#### REQUIREMENTS
Please condense the paragraph of the passage on the Saqifa and the caliphate that begins "You say that Ali" into a short bulleted list that keeps its main facts.

#### SELECTED PASSAGE

* start *

23) Where were those traditions in praise of Abu Baker and Umar from the Prophet (saw)? Here in Saqifa was the right place and right time to bring forward in order to give it strength for the selection of a Khalifa. Why Abu Baker or Umar never brought forward any traditions regarding them if they were truly existed in their favour and Prophet (saw) said regarding them?

 

What was the end of this man made Caliphate? It was sunk in Black Sea by human being!!!!

 

 

 

 

 

FORCED ALLEGIANCE BY ALI AND BANI HASHIM AFTER SIX MONTHS

 

You say that Ali , the Bani Hashim, and the Prophet's companions took the oaths of allegiance to Abu Bakr. You have read the words "paid allegiance," but you have not understood to whom and how they paid allegiance. All your learned traditionists and great historians have written that Ali and the Bani Hashim paid allegiance (outwardly), but that was done after six months, and then only under extreme duress.

* end *

#### STORED RECORDS
* start *

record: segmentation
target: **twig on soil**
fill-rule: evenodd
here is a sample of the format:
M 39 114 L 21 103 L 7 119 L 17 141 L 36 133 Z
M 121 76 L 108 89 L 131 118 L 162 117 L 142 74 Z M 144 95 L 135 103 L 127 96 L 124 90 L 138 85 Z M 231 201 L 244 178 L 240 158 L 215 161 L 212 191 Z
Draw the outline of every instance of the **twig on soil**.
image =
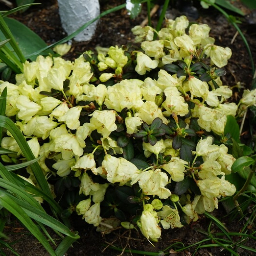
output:
M 159 5 L 158 4 L 156 4 L 154 6 L 154 7 L 152 8 L 150 12 L 150 17 L 152 17 L 156 12 L 159 8 Z M 148 18 L 146 18 L 140 24 L 140 26 L 142 27 L 145 27 L 148 22 Z
M 236 36 L 237 36 L 237 35 L 238 35 L 238 31 L 236 31 L 236 34 L 235 34 L 234 36 L 233 36 L 233 38 L 232 38 L 232 40 L 231 40 L 231 42 L 230 44 L 233 44 L 233 43 L 234 42 L 234 41 L 235 40 L 235 39 L 236 38 Z

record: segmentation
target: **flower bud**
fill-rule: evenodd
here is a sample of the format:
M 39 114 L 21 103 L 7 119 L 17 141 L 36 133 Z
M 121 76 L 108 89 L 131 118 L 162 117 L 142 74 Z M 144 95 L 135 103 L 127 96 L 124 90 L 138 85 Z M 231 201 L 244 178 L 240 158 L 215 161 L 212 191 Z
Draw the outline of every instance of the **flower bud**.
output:
M 157 198 L 155 198 L 153 199 L 151 202 L 151 204 L 153 205 L 154 209 L 156 210 L 160 210 L 163 207 L 163 203 L 161 200 Z

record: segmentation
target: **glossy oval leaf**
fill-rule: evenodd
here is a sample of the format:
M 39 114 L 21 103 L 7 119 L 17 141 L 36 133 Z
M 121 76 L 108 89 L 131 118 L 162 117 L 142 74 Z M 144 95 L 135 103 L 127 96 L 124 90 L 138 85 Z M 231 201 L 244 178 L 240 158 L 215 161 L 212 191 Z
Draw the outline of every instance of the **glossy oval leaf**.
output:
M 180 157 L 188 163 L 192 162 L 193 157 L 191 148 L 187 145 L 182 144 L 180 150 Z
M 239 125 L 236 118 L 232 116 L 228 116 L 227 117 L 227 122 L 224 128 L 224 134 L 229 133 L 231 137 L 233 138 L 236 142 L 240 142 L 240 129 Z
M 126 147 L 130 142 L 130 139 L 125 136 L 119 137 L 116 141 L 116 144 L 118 147 L 120 148 L 124 148 Z
M 147 162 L 137 158 L 132 159 L 130 160 L 130 162 L 133 164 L 139 170 L 143 170 L 148 168 L 150 166 Z
M 172 148 L 174 149 L 178 149 L 180 148 L 182 145 L 181 137 L 178 136 L 174 137 L 172 141 Z
M 174 193 L 177 196 L 181 196 L 188 189 L 189 187 L 189 179 L 185 177 L 183 180 L 176 182 L 174 189 Z
M 155 129 L 159 129 L 163 124 L 163 120 L 159 117 L 156 117 L 153 120 L 150 126 L 151 131 Z
M 123 148 L 124 157 L 128 161 L 130 161 L 134 157 L 134 149 L 132 143 L 130 141 L 126 147 Z
M 249 156 L 244 156 L 239 157 L 234 162 L 231 170 L 233 172 L 242 171 L 246 167 L 248 167 L 255 162 L 255 160 Z
M 156 138 L 154 135 L 149 134 L 148 136 L 148 142 L 151 146 L 154 146 L 156 145 L 157 140 L 156 140 Z
M 130 0 L 126 1 L 126 8 L 131 19 L 135 19 L 141 11 L 141 4 L 140 0 Z

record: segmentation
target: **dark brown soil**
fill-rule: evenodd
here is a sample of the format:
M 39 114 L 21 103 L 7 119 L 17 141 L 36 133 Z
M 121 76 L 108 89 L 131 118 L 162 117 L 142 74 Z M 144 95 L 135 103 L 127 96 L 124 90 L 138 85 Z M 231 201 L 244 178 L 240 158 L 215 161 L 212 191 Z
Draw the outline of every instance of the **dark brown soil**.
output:
M 50 44 L 62 39 L 66 35 L 61 26 L 57 0 L 38 2 L 42 3 L 40 6 L 31 7 L 25 13 L 17 14 L 13 15 L 12 17 L 24 23 L 37 34 L 47 44 Z M 101 10 L 106 10 L 124 2 L 124 0 L 104 1 L 101 4 Z M 1 5 L 0 7 L 3 7 Z M 232 50 L 232 56 L 226 67 L 227 74 L 223 79 L 224 84 L 232 87 L 235 86 L 238 82 L 240 82 L 245 87 L 250 88 L 253 74 L 249 55 L 241 37 L 239 35 L 236 36 L 236 29 L 214 9 L 205 11 L 199 7 L 198 9 L 199 17 L 197 21 L 209 25 L 212 28 L 211 36 L 216 39 L 216 44 L 224 47 L 228 47 Z M 144 20 L 146 17 L 146 5 L 144 6 L 141 13 L 133 20 L 130 19 L 127 11 L 124 9 L 102 17 L 98 23 L 93 38 L 87 42 L 73 42 L 71 50 L 65 56 L 65 58 L 73 60 L 84 51 L 93 50 L 97 45 L 104 47 L 116 45 L 120 46 L 132 42 L 134 36 L 131 32 L 131 29 L 140 24 Z M 248 10 L 245 10 L 249 12 Z M 156 13 L 152 18 L 153 22 L 155 23 L 157 18 L 157 14 Z M 256 59 L 256 48 L 255 47 L 256 34 L 254 31 L 256 26 L 248 25 L 244 22 L 240 26 L 248 41 L 252 52 L 253 59 L 255 60 Z M 236 97 L 237 97 L 239 99 L 240 95 L 237 89 L 234 88 L 233 100 L 236 100 Z M 245 139 L 248 133 L 245 128 L 244 135 Z M 245 224 L 244 221 L 239 221 L 237 219 L 229 222 L 227 218 L 223 217 L 226 212 L 220 204 L 220 208 L 218 211 L 214 212 L 213 214 L 225 223 L 229 231 L 239 232 Z M 81 219 L 80 217 L 76 216 L 74 217 L 76 221 L 73 221 L 74 229 L 79 231 L 81 238 L 74 244 L 73 247 L 69 249 L 67 255 L 114 256 L 121 254 L 122 252 L 107 248 L 108 245 L 109 244 L 128 250 L 140 250 L 152 252 L 162 251 L 177 242 L 182 243 L 184 246 L 187 246 L 209 238 L 205 234 L 208 233 L 208 227 L 210 222 L 210 220 L 203 215 L 196 222 L 182 228 L 163 230 L 162 239 L 158 242 L 154 243 L 154 247 L 143 236 L 134 231 L 132 231 L 130 233 L 129 230 L 119 229 L 109 235 L 102 236 L 100 233 L 96 231 L 95 228 L 86 224 Z M 211 230 L 213 232 L 220 232 L 214 225 L 211 226 Z M 20 255 L 48 255 L 36 239 L 16 221 L 7 225 L 4 232 L 13 243 L 12 248 Z M 50 233 L 52 234 L 52 232 Z M 58 236 L 55 234 L 52 235 L 58 244 Z M 234 237 L 234 239 L 235 240 L 236 238 Z M 214 242 L 210 241 L 209 243 Z M 249 240 L 247 243 L 245 244 L 247 246 L 256 248 L 253 241 Z M 171 249 L 171 247 L 164 252 L 168 253 Z M 172 252 L 173 253 L 170 255 L 192 255 L 196 249 L 196 247 L 194 246 L 176 254 Z M 200 249 L 194 255 L 204 256 L 230 255 L 230 252 L 222 250 L 223 248 L 217 246 Z M 255 255 L 241 249 L 238 249 L 236 251 L 241 256 Z M 8 255 L 13 255 L 9 250 L 6 250 L 6 253 Z M 122 255 L 136 254 L 124 252 Z

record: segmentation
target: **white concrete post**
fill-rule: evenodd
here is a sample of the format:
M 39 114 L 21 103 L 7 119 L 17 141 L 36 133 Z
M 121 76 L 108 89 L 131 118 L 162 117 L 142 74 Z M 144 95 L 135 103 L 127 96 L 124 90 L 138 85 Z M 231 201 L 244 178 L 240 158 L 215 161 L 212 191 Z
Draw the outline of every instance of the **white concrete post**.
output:
M 68 35 L 100 13 L 99 0 L 58 0 L 62 28 Z M 76 41 L 90 40 L 94 34 L 97 21 L 75 36 Z

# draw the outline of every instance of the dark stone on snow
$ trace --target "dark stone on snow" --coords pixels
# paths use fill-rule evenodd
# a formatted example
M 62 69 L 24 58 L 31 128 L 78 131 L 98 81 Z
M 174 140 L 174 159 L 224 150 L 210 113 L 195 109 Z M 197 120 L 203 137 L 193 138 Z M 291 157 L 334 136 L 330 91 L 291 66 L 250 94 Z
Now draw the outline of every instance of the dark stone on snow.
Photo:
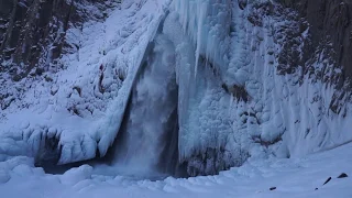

* end *

#### ANSWER TO THE PROBLEM
- The reader is said to claim that Ali, the Bani Hashim, and the Prophet's companions took oaths of allegiance to Abu Bakr.
- The writer says the reader saw the words "paid allegiance" without understanding to whom and how that allegiance was paid.
- According to the writer, all the reader's learned traditionists and great historians record that Ali and the Bani Hashim paid allegiance only outwardly.
- That allegiance came after six months and only under extreme duress.